Task to complete
Turn everything from the line containing "tarp on this basis." down to the last line of the items into a numbered list, omitting any blank lines. Leave all earlier lines out.

**** Information shown

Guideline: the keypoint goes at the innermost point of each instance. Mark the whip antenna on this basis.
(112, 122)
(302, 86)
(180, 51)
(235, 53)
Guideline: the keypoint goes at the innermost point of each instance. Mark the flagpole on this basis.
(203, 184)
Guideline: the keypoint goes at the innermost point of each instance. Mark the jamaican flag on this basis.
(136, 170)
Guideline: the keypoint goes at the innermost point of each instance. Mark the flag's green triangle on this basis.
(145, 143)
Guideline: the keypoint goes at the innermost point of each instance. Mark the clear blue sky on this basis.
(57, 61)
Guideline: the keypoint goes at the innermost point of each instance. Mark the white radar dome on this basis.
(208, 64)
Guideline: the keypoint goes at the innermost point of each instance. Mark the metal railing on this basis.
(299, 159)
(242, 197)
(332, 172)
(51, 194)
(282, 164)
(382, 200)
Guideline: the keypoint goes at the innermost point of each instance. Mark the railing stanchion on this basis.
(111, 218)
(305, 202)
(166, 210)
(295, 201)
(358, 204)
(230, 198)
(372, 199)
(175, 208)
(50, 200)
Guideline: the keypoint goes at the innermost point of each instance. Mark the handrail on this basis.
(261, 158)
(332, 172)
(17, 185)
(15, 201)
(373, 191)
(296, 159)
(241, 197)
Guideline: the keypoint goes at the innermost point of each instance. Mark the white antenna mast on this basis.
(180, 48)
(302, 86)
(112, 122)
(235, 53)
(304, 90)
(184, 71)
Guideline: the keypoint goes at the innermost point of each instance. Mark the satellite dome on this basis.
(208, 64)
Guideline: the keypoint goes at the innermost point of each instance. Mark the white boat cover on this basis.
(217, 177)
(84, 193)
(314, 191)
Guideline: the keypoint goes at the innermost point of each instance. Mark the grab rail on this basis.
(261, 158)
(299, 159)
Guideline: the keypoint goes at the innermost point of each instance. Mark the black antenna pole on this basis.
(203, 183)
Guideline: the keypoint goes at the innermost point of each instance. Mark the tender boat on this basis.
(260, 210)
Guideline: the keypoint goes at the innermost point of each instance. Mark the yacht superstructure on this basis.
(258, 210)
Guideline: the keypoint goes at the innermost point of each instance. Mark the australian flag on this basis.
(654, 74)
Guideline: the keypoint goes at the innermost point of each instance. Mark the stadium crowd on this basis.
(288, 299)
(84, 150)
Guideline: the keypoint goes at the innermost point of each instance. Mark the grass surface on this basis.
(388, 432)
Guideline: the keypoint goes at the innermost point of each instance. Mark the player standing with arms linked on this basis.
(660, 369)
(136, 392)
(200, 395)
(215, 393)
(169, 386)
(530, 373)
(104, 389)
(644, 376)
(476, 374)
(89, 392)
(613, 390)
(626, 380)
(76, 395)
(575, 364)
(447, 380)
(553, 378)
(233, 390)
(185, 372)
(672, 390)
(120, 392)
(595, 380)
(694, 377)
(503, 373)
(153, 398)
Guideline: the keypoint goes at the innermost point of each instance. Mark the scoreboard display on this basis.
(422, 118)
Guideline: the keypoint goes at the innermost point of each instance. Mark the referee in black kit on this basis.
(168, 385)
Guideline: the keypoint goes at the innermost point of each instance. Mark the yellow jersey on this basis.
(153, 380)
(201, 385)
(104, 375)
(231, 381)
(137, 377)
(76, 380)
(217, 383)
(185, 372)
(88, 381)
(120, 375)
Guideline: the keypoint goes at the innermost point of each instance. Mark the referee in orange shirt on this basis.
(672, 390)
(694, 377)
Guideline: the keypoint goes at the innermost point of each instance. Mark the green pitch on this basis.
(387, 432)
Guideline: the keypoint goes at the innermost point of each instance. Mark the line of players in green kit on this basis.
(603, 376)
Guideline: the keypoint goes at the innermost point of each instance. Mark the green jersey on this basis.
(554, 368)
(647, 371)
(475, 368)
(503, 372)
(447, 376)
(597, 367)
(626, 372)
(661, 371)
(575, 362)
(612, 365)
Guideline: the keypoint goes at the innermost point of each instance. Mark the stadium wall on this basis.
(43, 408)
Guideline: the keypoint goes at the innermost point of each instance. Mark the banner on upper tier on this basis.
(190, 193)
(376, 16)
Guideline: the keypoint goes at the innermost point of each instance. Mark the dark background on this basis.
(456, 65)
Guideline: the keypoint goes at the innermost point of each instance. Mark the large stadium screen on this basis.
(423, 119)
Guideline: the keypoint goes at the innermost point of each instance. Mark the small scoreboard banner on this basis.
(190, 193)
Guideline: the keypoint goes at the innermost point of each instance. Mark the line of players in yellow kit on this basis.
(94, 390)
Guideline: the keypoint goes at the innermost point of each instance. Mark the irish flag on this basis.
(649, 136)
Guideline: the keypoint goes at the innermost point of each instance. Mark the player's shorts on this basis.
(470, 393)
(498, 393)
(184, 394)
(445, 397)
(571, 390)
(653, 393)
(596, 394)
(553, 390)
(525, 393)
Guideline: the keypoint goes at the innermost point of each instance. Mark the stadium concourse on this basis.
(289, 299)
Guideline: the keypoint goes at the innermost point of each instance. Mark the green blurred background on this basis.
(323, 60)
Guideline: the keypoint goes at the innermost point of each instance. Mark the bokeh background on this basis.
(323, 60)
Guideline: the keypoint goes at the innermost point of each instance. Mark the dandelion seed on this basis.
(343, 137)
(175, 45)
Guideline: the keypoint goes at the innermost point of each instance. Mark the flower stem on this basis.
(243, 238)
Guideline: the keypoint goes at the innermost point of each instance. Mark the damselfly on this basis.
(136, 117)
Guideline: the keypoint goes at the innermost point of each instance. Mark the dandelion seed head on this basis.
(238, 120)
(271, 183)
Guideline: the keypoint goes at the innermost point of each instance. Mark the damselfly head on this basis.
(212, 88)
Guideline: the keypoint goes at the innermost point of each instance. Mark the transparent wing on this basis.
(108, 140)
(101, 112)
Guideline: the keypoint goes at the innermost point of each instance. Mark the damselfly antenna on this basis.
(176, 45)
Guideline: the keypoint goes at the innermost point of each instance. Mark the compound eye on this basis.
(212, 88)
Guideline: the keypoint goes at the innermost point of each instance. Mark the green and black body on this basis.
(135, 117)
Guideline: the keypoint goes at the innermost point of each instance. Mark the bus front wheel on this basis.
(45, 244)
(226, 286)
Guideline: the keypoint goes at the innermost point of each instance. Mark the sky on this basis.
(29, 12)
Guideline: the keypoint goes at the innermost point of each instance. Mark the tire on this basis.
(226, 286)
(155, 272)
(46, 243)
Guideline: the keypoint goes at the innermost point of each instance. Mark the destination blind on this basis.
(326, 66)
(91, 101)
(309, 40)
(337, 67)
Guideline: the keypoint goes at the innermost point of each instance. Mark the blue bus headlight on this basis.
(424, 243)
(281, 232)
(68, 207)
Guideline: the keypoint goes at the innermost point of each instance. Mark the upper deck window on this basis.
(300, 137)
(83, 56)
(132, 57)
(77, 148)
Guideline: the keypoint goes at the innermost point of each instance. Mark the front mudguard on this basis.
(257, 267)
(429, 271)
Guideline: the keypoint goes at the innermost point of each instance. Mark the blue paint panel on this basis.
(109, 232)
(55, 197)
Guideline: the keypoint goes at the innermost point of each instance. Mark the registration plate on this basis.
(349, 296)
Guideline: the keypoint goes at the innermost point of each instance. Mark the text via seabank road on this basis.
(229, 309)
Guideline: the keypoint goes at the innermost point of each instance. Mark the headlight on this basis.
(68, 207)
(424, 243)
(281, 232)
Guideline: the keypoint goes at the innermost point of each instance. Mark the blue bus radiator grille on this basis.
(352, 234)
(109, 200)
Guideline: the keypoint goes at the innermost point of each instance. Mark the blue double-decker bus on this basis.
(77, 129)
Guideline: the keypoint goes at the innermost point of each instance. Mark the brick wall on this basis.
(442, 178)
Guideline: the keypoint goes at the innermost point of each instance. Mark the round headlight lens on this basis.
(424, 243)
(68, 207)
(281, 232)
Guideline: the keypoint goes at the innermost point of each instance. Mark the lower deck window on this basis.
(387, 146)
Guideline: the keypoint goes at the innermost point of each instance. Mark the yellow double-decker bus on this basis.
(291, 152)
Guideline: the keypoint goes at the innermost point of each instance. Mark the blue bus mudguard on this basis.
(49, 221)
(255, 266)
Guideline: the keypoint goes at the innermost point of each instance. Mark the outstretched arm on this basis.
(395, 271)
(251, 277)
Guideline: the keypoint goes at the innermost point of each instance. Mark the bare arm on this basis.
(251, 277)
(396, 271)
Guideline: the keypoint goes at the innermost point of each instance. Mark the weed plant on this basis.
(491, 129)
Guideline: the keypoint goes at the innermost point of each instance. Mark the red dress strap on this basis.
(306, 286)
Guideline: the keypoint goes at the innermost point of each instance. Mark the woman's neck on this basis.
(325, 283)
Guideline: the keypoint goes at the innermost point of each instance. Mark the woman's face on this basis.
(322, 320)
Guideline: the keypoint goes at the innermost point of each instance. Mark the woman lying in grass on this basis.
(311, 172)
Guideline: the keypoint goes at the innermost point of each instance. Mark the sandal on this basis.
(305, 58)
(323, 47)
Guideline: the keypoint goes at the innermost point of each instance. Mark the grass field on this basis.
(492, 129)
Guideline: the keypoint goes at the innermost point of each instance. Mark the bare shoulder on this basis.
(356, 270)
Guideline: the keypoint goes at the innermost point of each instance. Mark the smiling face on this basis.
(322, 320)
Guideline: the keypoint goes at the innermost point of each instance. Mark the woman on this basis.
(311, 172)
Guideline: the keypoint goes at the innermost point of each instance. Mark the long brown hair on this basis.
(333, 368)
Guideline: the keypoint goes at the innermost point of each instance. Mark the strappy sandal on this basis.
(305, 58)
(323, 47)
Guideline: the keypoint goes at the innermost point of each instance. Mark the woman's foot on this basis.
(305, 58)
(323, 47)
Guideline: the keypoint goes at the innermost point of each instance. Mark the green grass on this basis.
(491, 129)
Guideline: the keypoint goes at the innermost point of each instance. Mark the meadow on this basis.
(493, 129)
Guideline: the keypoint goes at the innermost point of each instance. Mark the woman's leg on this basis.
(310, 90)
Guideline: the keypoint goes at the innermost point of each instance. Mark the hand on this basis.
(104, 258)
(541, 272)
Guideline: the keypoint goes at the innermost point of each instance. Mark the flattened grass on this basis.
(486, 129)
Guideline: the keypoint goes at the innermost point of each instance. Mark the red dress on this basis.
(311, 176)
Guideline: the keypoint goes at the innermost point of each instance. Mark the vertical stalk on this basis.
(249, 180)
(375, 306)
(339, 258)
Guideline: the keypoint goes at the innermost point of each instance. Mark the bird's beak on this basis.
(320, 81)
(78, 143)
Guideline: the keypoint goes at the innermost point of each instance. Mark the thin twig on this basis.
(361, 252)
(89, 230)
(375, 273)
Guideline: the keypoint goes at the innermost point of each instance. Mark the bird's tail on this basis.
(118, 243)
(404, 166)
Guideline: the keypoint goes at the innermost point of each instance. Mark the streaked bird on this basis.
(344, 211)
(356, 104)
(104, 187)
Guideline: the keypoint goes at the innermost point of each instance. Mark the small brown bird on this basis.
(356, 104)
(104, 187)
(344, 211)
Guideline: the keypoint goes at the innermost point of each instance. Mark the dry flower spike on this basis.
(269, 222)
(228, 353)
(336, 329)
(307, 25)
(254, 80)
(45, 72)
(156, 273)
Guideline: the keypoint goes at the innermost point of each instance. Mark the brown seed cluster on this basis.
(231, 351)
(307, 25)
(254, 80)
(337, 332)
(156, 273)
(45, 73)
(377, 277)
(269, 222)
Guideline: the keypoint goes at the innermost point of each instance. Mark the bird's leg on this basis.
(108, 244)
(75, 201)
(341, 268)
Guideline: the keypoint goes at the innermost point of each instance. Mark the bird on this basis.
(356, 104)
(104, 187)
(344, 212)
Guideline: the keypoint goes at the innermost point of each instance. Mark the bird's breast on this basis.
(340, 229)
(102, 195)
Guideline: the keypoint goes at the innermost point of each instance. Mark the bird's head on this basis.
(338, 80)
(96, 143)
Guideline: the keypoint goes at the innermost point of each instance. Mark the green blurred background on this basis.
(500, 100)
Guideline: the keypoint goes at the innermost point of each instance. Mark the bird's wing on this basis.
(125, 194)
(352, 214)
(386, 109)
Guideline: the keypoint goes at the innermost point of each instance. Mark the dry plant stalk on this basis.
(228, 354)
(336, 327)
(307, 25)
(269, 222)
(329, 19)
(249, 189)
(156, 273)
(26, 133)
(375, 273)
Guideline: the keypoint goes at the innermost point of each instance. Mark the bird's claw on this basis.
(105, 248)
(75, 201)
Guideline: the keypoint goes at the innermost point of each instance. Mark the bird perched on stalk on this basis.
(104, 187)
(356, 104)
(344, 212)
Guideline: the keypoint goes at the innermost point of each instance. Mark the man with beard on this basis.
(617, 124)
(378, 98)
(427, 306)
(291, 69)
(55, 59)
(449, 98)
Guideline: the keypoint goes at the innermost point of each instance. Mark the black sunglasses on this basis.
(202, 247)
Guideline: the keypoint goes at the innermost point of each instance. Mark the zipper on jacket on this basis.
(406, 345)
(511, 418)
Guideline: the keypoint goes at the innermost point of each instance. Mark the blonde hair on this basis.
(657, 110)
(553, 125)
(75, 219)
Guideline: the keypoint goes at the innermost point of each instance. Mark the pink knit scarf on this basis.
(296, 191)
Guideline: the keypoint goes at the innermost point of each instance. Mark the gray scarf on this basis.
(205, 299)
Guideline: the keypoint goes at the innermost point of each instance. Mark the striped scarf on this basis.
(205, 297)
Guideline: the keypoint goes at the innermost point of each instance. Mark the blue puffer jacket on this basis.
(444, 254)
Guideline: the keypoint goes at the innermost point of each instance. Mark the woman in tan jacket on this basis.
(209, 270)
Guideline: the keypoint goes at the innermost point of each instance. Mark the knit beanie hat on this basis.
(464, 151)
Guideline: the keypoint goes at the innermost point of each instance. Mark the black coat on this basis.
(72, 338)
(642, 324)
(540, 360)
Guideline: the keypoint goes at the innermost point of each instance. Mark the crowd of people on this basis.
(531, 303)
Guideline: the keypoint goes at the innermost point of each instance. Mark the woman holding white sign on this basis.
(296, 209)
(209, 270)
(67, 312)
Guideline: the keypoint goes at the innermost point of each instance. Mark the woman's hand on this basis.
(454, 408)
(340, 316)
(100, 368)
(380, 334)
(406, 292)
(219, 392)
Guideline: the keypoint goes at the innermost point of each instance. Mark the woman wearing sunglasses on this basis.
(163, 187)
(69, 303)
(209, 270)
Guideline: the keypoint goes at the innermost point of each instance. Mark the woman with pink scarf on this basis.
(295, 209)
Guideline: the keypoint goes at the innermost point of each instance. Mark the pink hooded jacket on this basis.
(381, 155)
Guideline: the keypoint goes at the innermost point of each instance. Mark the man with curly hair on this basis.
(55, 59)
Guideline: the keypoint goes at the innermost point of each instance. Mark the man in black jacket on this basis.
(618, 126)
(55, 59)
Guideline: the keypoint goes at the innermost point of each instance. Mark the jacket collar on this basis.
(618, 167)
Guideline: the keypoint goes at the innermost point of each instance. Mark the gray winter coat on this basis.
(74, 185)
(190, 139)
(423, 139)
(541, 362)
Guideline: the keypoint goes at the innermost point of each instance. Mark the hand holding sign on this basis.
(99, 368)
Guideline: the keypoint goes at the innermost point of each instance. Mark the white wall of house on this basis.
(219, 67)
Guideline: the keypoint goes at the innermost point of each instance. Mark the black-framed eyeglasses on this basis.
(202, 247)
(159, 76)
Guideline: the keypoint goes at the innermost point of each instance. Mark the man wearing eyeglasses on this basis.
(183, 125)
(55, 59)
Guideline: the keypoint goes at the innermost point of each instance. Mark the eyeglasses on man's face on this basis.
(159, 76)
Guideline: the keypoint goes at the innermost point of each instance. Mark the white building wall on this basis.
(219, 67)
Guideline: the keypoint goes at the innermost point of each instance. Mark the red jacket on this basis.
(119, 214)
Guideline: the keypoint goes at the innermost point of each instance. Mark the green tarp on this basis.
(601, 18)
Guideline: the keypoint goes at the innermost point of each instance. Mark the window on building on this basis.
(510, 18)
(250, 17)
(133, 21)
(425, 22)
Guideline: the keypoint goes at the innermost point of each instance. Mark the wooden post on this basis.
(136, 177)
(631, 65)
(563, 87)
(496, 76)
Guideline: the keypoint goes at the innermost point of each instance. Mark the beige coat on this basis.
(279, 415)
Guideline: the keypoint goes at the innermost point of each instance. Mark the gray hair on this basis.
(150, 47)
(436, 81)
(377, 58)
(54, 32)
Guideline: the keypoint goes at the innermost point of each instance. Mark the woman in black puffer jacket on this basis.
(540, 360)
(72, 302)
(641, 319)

********

Reply
1. Guideline: the keypoint goes at the innermost point of each instance. Mark the green tarp on this basis.
2. (601, 18)
3. Guideline: the keypoint goes at the innermost point of each instance. Mark the window on building on this basis.
4. (510, 18)
5. (250, 17)
6. (133, 21)
7. (425, 22)
8. Guideline: the keypoint goes at the innermost point of each instance. Mark the wooden post on this basis.
9. (136, 177)
10. (631, 65)
11. (563, 87)
12. (496, 76)
13. Guideline: the keypoint goes at the innermost point of each instance. Mark the beige coat on this basis.
14. (279, 415)
15. Guideline: the keypoint goes at the innermost point of each instance. Mark the gray hair on this basis.
16. (150, 47)
17. (436, 81)
18. (377, 58)
19. (54, 32)
20. Guideline: the keypoint goes at the innermost point of each instance. Mark the woman in black puffer jacket on this basis.
21. (540, 360)
22. (72, 302)
23. (641, 319)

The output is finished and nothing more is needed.